Work item
The exercise calls for every entry that follows to be repeated exactly.

Listed records
=== Begin Enclosure ===

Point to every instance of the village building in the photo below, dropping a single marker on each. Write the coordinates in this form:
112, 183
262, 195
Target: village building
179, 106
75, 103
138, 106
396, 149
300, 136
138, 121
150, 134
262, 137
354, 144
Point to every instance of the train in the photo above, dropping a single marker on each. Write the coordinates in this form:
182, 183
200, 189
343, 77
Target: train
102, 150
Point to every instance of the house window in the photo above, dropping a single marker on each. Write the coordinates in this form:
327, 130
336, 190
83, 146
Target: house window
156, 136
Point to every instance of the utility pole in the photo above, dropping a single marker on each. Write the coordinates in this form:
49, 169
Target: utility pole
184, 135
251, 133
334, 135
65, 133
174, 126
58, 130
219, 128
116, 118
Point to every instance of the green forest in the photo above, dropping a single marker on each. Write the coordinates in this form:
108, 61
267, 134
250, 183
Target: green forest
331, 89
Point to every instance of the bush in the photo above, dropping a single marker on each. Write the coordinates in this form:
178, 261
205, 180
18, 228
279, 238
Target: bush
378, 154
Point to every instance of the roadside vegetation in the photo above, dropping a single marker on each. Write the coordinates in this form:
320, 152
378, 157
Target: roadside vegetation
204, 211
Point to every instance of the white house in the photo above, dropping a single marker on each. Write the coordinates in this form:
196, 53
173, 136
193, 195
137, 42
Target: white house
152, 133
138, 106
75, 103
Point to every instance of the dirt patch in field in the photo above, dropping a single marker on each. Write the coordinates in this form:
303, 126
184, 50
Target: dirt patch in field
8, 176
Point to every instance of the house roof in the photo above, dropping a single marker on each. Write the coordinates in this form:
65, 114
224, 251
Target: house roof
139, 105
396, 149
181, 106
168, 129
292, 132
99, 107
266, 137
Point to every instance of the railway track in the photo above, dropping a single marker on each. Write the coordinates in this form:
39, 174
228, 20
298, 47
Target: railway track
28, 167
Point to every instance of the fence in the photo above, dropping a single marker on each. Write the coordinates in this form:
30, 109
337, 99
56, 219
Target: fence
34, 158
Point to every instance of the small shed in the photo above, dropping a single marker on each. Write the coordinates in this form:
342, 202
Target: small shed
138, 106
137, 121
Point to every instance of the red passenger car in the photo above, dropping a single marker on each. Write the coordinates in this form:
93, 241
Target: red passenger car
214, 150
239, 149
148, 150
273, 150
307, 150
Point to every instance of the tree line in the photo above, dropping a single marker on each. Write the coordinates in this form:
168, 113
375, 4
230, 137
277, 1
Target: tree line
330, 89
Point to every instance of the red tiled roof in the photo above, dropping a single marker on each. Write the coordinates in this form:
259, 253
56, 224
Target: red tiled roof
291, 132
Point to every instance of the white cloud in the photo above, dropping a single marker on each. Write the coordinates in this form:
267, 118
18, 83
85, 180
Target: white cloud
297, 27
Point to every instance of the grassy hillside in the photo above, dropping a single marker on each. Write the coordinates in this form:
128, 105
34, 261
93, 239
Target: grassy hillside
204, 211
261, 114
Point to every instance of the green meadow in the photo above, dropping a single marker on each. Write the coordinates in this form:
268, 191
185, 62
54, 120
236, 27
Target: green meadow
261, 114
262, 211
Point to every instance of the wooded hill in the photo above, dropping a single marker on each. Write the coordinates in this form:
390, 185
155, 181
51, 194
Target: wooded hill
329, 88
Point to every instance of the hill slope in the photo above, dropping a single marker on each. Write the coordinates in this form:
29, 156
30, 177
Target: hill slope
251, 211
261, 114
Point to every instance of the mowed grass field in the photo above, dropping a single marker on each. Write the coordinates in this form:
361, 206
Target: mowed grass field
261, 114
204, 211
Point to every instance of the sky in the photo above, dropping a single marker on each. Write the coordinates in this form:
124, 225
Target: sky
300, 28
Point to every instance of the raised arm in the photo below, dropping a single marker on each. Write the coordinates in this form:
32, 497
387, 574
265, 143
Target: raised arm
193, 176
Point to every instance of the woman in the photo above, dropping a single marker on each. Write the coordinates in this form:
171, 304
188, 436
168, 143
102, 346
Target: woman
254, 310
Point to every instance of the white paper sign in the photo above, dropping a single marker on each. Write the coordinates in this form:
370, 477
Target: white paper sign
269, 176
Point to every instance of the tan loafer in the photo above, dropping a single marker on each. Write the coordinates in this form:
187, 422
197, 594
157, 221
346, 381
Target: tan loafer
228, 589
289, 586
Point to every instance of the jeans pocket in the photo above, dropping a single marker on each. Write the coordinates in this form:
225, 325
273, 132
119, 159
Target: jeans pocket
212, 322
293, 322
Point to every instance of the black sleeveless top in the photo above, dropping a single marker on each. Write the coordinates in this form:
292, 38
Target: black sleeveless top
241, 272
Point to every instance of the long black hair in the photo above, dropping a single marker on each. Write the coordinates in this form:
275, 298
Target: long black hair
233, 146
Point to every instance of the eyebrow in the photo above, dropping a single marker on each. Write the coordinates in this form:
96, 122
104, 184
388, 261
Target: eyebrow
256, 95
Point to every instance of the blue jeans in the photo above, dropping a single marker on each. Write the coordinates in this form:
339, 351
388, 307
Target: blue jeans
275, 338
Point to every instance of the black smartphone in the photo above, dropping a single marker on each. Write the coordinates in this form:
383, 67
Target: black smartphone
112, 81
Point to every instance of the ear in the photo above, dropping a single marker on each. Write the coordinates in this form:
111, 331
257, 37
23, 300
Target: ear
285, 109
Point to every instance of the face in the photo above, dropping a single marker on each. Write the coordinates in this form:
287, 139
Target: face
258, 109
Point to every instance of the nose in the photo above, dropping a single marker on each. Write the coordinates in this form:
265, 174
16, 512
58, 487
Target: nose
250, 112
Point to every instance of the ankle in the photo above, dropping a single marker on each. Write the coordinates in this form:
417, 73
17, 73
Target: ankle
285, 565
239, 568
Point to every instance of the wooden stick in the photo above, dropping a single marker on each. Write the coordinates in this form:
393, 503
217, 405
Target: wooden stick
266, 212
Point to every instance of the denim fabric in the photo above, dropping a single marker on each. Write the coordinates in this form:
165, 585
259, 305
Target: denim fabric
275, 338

=== End Enclosure ===

Solution to the problem
Point to every instance of the village building in the photo below, dropping a single marker on each. Write the coordinates in this form:
112, 183
262, 195
Target: village building
179, 106
75, 103
138, 106
396, 149
300, 136
138, 121
150, 134
262, 137
354, 144
Point to every instance of the train in the photo above, dropping a single marker on each. Write the coordinates in this form:
182, 183
200, 189
343, 77
Target: train
102, 150
Point to every instance of the house window in the photo above, dropping a single marker on each. Write the coordinates in this form:
327, 130
336, 190
83, 146
Target: house window
156, 136
Point to every instance of the utility pole in the photo above, dropping a single marker on each. Write the coordinates in this form:
49, 169
Target: utility pole
184, 135
251, 133
334, 135
65, 133
174, 126
58, 130
219, 128
116, 118
Point to every instance of the green forest in the photo above, dropping a single marker on each. Write the coordinates in this form:
108, 61
267, 134
250, 183
Target: green forest
331, 89
Point to every instance of the bush in the photo above, dropping a single marker on each. Write the coordinates in this form:
178, 261
205, 180
18, 228
279, 238
Target: bush
378, 154
Point to every instance of the roadside vegetation in the photo above, dropping a single marker on each. Write the coordinates in this form:
320, 152
378, 157
Target: roadside vegetation
204, 211
Point to every instance of the white house in the photo above, dropping a single marker on each. Write the coordinates in this form:
196, 53
173, 136
193, 195
137, 42
Target: white house
152, 133
138, 106
75, 103
Point to every instance of the dirt patch in field in the photo above, dropping a single marker on each. Write the coordinates in this form:
303, 126
184, 50
Target: dirt patch in field
8, 176
Point to every instance of the house roof in the photo above, dropping a single marker on each. Write the coordinates in this form:
65, 114
224, 251
Target: house roof
139, 105
396, 149
181, 106
168, 129
292, 132
99, 107
266, 137
Point to every instance of the railway track in the photo above, dropping a single marker on each. Write the coordinates in this form:
39, 174
228, 20
298, 47
Target: railway track
28, 167
Point to every instance of the fence in the photo above, dropping a single marker on each. Write the coordinates in this form:
30, 109
337, 99
56, 219
Target: fence
34, 158
Point to every instance of the small shed in the photo above, dropping a single marker on each. Write the coordinates in this form:
342, 202
Target: small shed
138, 106
137, 121
Point to every instance of the red passenger car in the photo above, dropping a single marker on each. Write the coordinates in this form:
93, 241
Target: red passenger car
214, 150
239, 149
148, 150
273, 150
307, 150
Point to every instance of the tree line in the photo above, dropping a single marker on each. Write the coordinates in this form:
168, 113
375, 4
230, 137
277, 1
Target: tree line
330, 89
Point to every instance of the red tiled roof in the photo above, dropping a single marker on each. Write the coordinates in this form:
259, 253
56, 224
Target: red tiled roof
291, 132
Point to every instance of the white cloud in the photo above, dropping a single marker on each. Write the coordinates in this form:
267, 118
18, 83
85, 180
Target: white cloud
297, 27
Point to every instance of the grassy hillside in the photo above, dropping a single marker on each. Write the coordinates in this form:
128, 105
34, 261
93, 239
Target: grassy hillside
204, 211
261, 114
Point to every instance of the green meadow in the photo above, dropping a single marker on each. Write the coordinates in this form:
268, 191
185, 62
54, 120
236, 27
Target: green meadow
261, 114
262, 211
Point to every instance of the wooded hill in the photo above, dropping a single marker on each. Write the coordinates in this form:
390, 185
155, 181
51, 194
Target: wooded hill
329, 88
Point to every instance of the hill slope in the photo above, dropping a single marker on each. Write the coordinates in this form:
29, 156
30, 177
Target: hill slope
251, 211
261, 114
Point to every instance of the mowed grass field in the photo above, dropping a single marker on each. Write the coordinates in this form:
361, 206
Target: mowed grass field
261, 114
204, 211
Point to every instance of the sky in the photo above, dropping a single marker on each. Write the coordinates in this form:
124, 225
Target: sky
300, 28
Point to every instance of the raised arm in the photo below, dropping a single marker on each. Write the coordinates in this form:
32, 497
387, 574
265, 143
Target: raised arm
193, 176
Point to every instance of the woman in the photo above, dropping a single marker on each. Write the coordinates in this form:
171, 304
188, 436
168, 143
102, 346
Target: woman
254, 310
Point to every instance of the white paper sign in the photo above, dropping a single marker on each. Write the coordinates in this form:
370, 477
Target: white paper sign
269, 176
Point to every instance of the tan loafer in the photo above, dropping a single marker on each. Write the coordinates in this form:
187, 422
197, 594
157, 221
346, 381
Target: tan loafer
228, 589
289, 586
Point to every instance of the jeans pocket in the photo above, dropping a single marker on each. Write the coordinates in this form:
225, 325
273, 132
119, 159
Target: jeans pocket
212, 322
293, 322
Point to every instance of the black sleeveless top in the photo above, dropping a single marker on each. Write the coordinates in this form:
292, 38
Target: black sleeveless top
241, 272
Point to every instance of the long black hair in the photo above, dropping a single marker on each. Write the coordinates in this form:
275, 298
Target: long black hair
233, 146
Point to every instance of the eyebrow in the photo above, dropping a single marker on each. Write the coordinates in this form:
96, 122
104, 184
388, 261
Target: eyebrow
256, 95
Point to every instance of the blue jeans in the photo above, dropping a single marker on each. Write the coordinates in this form:
339, 351
388, 307
Target: blue jeans
275, 338
Point to every instance of the black smartphone in the photo above, dropping a single marker on each. Write the coordinates in this form:
383, 67
Target: black smartphone
112, 81
Point to every instance of the ear in the photo above, dropping a single marker on each. Write the coordinates in this form:
111, 331
257, 37
23, 300
Target: ear
285, 109
Point to every instance of the face in the photo above, dropping a single marker on each. Write the coordinates in this form:
287, 139
Target: face
258, 109
Point to every instance of the nose in the photo above, dropping a single marker on each. Write the coordinates in this form:
265, 174
16, 512
58, 487
Target: nose
250, 112
Point to every instance of the ankle in the photo above, dropping a single marker on each. Write the coordinates in this form:
417, 73
17, 73
Target: ankle
285, 565
239, 568
Point to every instance of the wooden stick in the photo above, dropping a single marker on each. Write the coordinates in this form:
393, 503
217, 405
Target: wooden stick
266, 212
Point to every instance of the denim fabric in the photo above, dropping a single marker on each. Write the coordinates in this form:
165, 585
259, 305
Target: denim fabric
275, 338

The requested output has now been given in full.